++++ Data section

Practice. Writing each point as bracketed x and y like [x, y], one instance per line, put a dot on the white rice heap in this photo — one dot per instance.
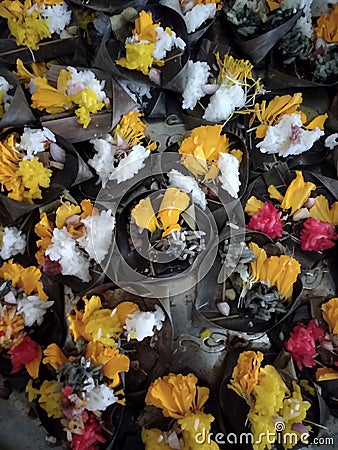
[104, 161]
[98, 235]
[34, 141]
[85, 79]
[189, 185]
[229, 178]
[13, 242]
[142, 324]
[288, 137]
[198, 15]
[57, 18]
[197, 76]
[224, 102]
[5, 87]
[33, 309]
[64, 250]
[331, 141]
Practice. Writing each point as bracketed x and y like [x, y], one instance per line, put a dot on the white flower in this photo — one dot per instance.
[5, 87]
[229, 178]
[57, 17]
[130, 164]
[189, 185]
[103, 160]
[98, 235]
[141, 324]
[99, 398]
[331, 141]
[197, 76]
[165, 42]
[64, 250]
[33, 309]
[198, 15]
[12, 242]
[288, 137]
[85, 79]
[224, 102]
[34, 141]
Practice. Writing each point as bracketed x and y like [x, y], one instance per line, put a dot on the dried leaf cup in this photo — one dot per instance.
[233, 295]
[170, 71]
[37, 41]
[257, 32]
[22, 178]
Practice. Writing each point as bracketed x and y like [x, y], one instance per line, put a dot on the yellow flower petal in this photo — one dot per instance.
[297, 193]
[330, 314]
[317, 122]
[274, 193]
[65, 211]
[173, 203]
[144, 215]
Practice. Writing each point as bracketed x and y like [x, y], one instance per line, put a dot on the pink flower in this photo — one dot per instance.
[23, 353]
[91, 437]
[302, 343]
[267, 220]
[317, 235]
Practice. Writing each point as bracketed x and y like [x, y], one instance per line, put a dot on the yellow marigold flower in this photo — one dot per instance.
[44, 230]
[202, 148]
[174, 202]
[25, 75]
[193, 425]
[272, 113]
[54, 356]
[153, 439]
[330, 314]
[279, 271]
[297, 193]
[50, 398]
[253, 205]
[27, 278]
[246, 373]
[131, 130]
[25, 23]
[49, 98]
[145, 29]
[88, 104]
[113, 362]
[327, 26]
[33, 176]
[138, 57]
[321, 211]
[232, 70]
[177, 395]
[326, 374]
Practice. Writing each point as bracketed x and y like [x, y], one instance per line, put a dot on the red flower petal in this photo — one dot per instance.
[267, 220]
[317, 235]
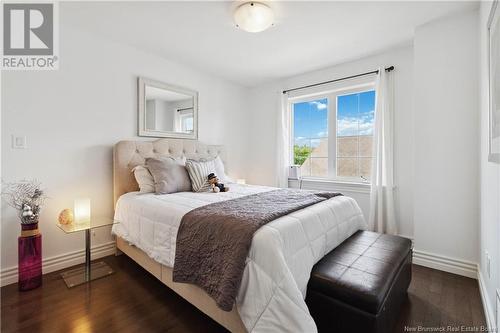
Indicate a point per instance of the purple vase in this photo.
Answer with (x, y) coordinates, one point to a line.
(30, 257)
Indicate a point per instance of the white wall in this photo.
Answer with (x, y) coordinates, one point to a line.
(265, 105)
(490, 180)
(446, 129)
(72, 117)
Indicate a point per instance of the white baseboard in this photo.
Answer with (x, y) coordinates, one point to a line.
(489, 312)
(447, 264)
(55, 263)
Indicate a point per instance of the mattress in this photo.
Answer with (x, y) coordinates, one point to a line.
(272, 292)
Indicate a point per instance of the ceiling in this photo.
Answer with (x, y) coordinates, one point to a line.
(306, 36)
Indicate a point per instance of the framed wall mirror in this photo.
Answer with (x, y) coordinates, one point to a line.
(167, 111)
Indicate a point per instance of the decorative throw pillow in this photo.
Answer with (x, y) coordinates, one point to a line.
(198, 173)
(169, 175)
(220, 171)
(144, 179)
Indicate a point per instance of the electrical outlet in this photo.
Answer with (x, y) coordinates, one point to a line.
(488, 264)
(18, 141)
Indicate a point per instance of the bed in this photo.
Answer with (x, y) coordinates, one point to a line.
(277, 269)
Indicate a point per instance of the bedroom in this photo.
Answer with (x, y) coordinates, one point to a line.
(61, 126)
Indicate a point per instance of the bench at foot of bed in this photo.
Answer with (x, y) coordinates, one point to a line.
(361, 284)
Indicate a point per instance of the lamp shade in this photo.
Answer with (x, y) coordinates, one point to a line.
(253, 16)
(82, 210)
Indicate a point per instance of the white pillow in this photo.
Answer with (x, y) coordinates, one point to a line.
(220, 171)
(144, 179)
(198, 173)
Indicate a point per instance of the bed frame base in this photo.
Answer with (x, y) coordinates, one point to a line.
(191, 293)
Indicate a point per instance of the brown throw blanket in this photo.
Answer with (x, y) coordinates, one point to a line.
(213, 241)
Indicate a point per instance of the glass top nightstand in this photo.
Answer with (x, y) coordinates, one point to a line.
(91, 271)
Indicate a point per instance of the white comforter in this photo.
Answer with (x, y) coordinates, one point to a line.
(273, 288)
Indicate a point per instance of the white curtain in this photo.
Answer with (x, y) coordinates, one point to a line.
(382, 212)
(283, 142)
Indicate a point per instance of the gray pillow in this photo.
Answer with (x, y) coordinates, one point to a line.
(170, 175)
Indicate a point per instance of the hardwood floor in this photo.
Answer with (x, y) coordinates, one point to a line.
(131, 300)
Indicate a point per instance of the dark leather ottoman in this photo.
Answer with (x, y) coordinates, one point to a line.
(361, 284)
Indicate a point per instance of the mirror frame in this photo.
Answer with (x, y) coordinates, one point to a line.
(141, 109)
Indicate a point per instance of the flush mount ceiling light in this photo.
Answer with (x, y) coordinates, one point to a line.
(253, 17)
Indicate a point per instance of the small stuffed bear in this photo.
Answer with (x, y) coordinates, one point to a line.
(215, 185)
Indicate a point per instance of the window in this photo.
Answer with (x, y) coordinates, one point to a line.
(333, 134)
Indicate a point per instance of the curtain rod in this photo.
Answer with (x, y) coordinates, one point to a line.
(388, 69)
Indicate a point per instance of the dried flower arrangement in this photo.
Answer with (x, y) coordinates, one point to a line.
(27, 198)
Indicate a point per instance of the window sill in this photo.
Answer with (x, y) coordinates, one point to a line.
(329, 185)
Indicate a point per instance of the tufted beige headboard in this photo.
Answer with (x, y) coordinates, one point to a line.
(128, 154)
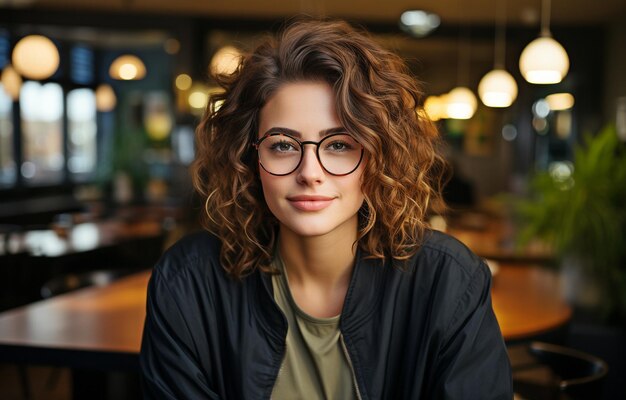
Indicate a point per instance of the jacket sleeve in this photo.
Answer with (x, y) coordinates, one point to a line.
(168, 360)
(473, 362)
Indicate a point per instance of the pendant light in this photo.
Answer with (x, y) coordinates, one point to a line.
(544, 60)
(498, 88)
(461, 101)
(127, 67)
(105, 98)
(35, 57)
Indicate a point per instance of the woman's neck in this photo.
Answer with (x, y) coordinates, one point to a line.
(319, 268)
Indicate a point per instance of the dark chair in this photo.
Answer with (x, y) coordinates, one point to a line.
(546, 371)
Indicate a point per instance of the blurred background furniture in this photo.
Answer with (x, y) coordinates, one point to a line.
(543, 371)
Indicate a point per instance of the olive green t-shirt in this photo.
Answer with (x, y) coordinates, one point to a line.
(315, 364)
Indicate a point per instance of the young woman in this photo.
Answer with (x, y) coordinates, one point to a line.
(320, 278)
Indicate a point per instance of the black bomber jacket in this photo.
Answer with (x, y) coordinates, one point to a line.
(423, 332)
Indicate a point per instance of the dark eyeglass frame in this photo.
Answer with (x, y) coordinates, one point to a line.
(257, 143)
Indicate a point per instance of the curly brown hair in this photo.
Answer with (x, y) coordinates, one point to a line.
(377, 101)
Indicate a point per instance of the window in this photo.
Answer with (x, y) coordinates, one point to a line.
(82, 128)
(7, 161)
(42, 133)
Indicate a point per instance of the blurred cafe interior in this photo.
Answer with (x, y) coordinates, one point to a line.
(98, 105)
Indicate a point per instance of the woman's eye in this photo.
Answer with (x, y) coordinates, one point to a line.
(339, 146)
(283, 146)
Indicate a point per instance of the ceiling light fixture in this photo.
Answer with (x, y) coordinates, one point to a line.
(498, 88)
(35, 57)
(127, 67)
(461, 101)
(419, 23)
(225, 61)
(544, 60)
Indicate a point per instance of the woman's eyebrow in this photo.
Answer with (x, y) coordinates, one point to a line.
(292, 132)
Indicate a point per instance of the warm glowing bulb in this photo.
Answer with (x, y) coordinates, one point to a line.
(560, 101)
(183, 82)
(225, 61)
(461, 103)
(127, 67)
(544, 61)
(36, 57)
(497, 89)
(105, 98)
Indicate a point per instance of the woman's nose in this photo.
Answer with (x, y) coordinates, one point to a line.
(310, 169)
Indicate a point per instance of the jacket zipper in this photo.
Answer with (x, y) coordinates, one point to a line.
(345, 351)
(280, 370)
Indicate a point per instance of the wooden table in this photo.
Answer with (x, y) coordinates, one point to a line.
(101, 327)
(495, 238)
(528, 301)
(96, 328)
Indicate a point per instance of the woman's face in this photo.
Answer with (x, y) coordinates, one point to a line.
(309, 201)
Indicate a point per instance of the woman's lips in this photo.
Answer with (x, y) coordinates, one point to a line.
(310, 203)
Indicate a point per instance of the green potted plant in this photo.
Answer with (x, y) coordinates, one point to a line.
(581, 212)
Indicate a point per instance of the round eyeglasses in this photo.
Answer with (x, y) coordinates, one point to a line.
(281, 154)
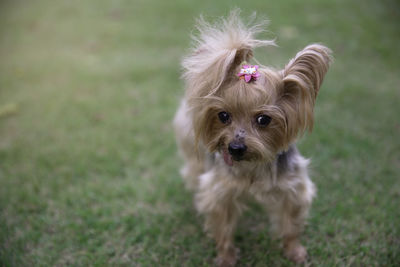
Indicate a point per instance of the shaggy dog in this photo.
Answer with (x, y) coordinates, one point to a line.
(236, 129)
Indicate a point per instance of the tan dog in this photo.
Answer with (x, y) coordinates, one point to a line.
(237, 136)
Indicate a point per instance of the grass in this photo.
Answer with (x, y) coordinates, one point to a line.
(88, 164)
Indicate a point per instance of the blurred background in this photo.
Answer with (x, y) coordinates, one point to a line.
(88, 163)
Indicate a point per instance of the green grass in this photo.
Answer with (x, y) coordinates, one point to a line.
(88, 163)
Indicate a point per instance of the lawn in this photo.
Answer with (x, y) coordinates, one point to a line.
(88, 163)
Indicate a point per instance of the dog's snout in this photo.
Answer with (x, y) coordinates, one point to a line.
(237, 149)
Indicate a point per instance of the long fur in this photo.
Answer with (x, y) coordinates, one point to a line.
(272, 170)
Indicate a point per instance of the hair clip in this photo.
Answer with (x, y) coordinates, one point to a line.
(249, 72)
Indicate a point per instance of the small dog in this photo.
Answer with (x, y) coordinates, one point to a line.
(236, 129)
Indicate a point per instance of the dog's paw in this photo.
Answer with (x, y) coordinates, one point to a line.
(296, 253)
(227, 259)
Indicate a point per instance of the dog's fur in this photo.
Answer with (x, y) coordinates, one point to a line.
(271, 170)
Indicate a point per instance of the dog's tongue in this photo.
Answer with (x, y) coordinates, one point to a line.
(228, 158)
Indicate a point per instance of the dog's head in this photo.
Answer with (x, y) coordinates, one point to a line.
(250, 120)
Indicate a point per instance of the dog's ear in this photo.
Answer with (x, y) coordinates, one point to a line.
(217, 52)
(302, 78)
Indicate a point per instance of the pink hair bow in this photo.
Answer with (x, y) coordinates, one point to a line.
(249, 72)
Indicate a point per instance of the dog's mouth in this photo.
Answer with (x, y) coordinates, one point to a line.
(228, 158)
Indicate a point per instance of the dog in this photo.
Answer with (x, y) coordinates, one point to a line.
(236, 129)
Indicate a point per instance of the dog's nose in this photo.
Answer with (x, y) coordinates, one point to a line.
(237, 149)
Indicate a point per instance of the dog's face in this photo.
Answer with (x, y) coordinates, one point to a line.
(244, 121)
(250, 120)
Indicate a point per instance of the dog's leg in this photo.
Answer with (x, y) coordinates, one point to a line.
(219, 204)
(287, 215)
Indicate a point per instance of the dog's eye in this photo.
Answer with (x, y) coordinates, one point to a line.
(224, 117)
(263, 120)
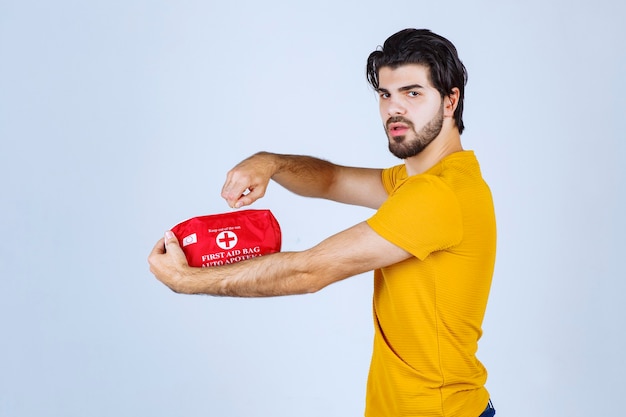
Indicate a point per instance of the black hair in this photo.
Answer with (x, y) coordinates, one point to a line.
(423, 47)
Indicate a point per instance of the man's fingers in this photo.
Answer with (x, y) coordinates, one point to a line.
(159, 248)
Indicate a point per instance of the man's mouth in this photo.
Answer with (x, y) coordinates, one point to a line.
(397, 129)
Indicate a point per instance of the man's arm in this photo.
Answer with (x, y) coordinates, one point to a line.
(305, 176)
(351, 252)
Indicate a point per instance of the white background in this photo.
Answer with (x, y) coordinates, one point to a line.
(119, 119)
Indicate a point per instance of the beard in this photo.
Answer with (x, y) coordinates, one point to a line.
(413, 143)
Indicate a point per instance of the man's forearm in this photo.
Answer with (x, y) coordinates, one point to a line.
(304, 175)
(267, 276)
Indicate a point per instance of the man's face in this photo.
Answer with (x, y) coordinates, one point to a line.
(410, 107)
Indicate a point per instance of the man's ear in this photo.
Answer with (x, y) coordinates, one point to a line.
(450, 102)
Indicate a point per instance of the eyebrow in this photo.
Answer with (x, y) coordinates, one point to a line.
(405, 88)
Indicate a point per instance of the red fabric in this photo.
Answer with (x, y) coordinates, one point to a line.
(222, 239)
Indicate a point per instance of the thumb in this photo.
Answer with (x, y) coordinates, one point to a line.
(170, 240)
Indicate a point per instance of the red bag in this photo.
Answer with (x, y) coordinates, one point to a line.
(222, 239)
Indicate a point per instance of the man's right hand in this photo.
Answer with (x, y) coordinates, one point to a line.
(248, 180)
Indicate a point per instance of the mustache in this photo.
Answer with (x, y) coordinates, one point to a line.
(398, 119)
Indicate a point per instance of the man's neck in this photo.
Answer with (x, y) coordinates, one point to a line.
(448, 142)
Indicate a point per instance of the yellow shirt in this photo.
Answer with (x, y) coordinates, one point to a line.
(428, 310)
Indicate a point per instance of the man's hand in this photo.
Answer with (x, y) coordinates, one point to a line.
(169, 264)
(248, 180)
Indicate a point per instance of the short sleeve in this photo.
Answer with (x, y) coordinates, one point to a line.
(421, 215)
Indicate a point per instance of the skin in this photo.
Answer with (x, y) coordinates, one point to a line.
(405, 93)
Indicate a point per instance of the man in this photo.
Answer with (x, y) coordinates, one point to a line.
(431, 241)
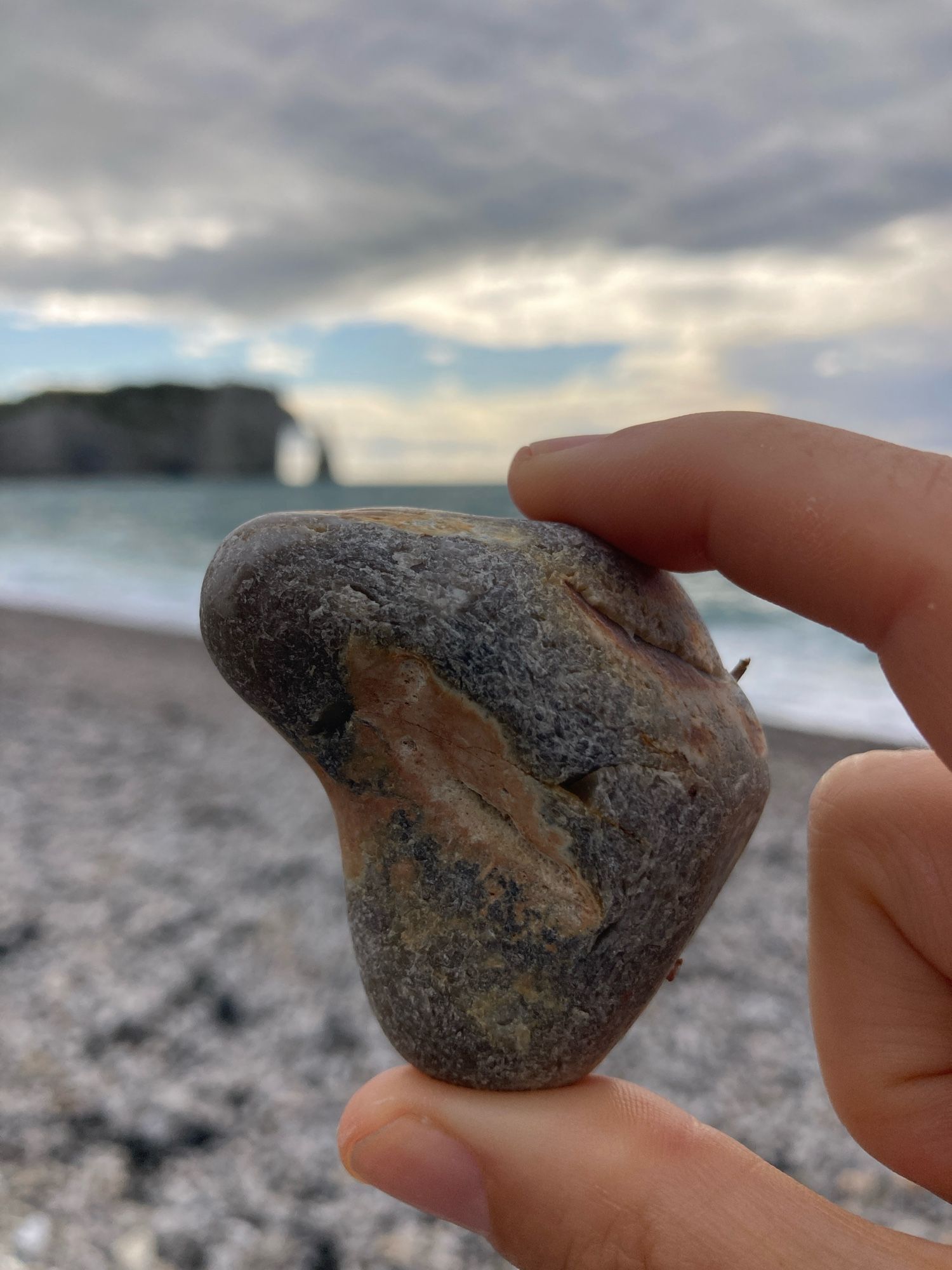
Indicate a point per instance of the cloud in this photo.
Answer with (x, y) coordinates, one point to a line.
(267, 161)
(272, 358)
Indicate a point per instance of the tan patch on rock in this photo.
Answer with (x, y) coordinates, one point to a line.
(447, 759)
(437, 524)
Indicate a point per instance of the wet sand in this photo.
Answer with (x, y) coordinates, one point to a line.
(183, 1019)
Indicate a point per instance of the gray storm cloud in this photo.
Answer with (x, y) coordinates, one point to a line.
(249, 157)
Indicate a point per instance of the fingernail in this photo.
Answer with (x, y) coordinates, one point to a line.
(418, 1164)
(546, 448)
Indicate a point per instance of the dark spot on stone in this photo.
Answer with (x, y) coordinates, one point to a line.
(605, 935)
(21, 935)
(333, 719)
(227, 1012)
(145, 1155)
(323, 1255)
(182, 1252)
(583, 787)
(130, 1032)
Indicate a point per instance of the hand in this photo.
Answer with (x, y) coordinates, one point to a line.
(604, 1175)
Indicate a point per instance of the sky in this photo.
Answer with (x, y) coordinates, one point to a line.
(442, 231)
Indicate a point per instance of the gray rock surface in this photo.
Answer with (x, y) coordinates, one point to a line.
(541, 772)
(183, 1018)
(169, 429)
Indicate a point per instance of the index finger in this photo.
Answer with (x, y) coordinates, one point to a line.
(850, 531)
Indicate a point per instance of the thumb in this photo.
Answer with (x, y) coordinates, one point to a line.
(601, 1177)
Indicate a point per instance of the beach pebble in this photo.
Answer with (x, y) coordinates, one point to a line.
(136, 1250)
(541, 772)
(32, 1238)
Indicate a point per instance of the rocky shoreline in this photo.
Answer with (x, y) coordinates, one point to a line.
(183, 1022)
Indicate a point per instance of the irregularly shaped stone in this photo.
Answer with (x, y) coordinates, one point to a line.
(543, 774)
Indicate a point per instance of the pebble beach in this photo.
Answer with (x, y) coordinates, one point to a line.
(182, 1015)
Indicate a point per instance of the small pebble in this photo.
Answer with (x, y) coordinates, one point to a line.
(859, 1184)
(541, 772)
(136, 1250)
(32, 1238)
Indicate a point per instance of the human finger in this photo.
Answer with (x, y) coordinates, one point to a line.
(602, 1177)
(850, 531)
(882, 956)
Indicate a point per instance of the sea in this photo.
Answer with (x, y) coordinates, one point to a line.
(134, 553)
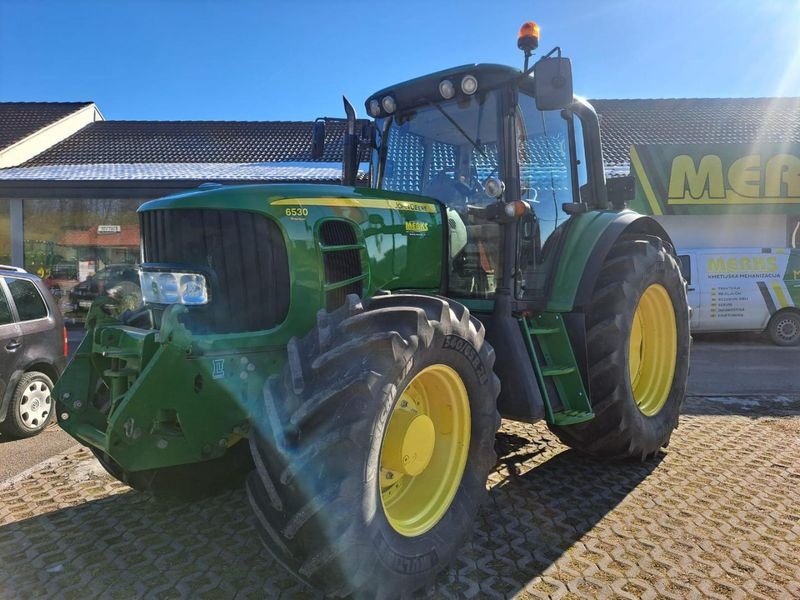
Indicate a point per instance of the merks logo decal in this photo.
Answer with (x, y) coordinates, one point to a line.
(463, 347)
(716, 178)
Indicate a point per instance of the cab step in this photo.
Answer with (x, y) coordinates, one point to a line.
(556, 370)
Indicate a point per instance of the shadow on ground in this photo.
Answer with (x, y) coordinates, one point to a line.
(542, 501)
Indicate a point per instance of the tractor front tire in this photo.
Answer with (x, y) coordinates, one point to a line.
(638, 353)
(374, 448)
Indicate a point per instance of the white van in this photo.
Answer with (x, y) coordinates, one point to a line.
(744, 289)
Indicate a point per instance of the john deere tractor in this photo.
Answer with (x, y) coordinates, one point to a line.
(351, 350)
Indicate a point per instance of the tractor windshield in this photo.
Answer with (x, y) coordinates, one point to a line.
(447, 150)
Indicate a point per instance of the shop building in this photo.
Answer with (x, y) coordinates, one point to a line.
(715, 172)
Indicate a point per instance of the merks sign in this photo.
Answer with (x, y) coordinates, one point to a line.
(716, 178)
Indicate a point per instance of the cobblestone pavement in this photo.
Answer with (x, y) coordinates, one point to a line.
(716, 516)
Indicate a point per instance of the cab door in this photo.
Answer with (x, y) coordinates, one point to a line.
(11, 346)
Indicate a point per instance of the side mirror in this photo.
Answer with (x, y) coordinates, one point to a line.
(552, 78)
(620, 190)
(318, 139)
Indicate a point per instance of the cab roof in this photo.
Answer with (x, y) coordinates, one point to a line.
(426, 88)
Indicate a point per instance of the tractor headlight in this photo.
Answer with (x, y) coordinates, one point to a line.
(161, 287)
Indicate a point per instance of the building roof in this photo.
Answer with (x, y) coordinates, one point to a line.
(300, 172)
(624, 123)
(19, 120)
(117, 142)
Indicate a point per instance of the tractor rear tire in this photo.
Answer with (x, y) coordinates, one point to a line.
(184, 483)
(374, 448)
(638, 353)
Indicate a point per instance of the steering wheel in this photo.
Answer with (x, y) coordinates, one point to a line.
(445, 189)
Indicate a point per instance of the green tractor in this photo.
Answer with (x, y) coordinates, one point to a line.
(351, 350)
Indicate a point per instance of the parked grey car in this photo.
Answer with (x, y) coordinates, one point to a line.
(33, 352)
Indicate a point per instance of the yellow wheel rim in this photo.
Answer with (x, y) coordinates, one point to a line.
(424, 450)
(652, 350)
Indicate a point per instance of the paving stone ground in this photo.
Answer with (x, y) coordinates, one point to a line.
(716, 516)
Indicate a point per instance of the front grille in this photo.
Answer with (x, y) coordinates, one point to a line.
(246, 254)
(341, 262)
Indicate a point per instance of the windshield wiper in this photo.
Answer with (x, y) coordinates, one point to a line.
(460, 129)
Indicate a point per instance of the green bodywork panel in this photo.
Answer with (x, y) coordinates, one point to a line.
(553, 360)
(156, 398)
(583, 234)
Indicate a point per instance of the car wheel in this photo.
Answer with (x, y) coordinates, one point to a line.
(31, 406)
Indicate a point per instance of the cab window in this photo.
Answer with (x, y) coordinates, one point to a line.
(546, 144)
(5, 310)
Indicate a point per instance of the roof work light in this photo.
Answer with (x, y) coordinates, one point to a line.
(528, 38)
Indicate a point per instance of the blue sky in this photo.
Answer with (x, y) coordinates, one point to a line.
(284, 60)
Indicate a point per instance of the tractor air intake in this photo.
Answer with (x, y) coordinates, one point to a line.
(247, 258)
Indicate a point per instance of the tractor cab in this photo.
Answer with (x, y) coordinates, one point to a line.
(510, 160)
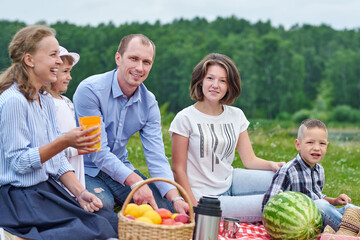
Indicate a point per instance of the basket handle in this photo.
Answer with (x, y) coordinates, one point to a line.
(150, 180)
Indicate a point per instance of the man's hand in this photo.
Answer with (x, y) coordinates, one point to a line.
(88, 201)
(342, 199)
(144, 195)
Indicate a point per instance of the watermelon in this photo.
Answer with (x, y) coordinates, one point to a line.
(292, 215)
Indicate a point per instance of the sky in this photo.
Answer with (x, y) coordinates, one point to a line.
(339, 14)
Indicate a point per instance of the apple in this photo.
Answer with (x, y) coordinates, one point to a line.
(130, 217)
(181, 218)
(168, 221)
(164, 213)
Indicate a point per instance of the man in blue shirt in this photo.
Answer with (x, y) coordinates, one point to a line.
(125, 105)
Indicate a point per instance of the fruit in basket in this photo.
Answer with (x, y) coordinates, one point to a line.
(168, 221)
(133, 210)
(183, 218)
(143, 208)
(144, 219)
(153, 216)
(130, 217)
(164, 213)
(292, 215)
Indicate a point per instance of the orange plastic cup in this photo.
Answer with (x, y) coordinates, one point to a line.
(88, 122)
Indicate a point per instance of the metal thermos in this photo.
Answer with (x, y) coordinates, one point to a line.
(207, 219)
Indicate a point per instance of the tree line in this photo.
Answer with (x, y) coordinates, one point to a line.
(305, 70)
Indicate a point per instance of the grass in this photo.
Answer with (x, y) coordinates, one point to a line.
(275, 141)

++++++++

Look through the entries above. Extract each line with the word "tire".

## Result below
Indicate a point per instance of the tractor front tire in this photo.
Indicate a point per instance of the tractor rear tire in this photo.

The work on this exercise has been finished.